> _Do this_
Collect every line of the entries below that contains the string "copyright", and copy each such line verbatim.

----

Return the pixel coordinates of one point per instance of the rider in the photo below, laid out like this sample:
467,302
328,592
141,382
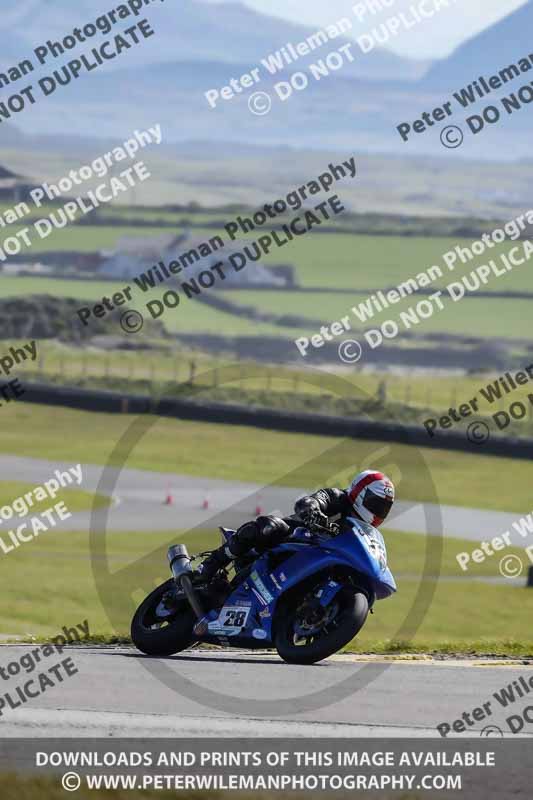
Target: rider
369,498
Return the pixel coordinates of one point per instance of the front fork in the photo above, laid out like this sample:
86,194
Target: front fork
180,566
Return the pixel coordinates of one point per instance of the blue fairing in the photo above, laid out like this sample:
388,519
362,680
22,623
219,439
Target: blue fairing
246,617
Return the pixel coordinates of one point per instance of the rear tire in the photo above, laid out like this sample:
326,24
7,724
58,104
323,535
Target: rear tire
162,635
346,622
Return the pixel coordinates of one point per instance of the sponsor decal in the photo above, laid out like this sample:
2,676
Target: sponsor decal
261,588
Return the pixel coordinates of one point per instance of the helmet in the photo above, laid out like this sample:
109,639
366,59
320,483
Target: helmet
372,496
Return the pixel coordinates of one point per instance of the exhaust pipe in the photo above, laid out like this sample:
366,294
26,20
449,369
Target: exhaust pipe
180,566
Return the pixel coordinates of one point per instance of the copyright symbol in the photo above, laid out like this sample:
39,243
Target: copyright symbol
350,351
131,322
260,103
452,137
478,432
511,567
71,782
491,730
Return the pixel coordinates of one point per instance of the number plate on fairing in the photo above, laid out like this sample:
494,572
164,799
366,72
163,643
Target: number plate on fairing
231,620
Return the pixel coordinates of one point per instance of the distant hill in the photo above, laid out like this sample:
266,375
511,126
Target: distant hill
505,42
188,31
200,46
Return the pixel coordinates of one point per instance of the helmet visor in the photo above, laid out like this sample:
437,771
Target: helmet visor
378,506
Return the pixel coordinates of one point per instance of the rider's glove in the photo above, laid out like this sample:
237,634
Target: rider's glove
308,510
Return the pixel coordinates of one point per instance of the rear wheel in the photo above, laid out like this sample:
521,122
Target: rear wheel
163,623
307,632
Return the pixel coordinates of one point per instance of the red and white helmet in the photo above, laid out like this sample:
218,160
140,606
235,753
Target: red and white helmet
372,496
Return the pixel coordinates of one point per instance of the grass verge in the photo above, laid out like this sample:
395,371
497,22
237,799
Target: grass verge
232,452
457,614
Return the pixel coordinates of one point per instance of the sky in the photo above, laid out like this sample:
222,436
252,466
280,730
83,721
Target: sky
434,38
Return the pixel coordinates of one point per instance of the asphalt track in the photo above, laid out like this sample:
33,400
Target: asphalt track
139,503
118,691
114,694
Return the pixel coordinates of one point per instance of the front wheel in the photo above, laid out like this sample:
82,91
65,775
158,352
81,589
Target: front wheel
163,623
306,632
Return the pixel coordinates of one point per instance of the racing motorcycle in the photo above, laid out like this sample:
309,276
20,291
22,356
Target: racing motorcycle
307,597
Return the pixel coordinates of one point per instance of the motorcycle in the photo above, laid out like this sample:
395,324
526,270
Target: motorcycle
307,597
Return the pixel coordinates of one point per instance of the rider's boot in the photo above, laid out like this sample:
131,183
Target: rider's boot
213,563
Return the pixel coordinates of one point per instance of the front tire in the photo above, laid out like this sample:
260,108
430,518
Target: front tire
158,630
343,619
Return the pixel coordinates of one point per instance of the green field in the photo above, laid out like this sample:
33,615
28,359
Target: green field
349,263
462,613
74,499
497,614
171,364
248,454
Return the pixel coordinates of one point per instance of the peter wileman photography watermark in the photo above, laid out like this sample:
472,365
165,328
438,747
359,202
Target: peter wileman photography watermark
86,62
452,136
15,356
501,388
81,204
350,350
45,519
363,13
505,698
510,565
48,677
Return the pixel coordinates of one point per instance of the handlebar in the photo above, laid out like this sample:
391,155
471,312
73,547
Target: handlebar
331,529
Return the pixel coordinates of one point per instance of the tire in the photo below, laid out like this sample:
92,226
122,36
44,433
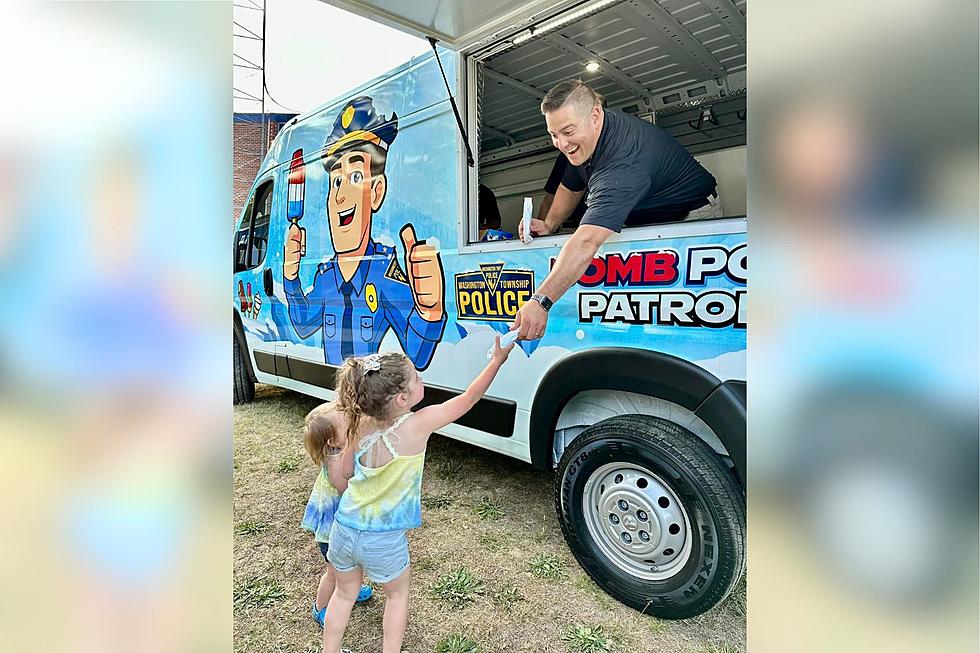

----

> _Output of the exercise_
Return the pixel coordinates of one point per instance of the copyright symbol in the photo above, laid out like this sample:
Target: copyright symbol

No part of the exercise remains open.